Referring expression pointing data
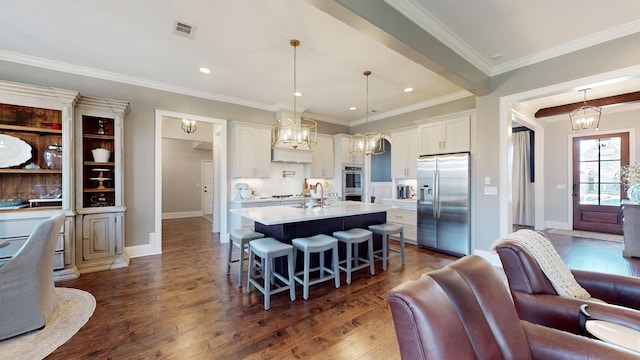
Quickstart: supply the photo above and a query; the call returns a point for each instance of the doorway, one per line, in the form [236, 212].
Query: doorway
[596, 187]
[207, 189]
[219, 139]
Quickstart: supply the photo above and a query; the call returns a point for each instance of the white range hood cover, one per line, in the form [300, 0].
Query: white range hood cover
[279, 154]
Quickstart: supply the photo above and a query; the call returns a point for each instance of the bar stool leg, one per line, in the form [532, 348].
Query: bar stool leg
[349, 260]
[307, 267]
[229, 256]
[402, 245]
[385, 251]
[336, 268]
[241, 262]
[292, 282]
[372, 265]
[267, 282]
[249, 270]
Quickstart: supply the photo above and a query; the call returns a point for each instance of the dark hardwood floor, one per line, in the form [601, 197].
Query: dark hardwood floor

**Problem to work on:** Return precisely the lines of the records, starting with the line that holds "Query: white range hood cover" and ending with the last one.

**Exercise output:**
Query: white range hood cover
[279, 154]
Quickstart: supply the photo above and a query; the call returns a point for each instance of the bar stool leg, one per line, in the form [532, 348].
Query: bar stool leg
[349, 260]
[307, 267]
[229, 256]
[402, 245]
[385, 251]
[336, 268]
[241, 262]
[292, 282]
[372, 265]
[267, 282]
[249, 270]
Quickstart: supply the photo above and a query; the call returns a point for each instance of the dark hardwood floor, one per line, in the form [601, 197].
Query: dark hardwood floor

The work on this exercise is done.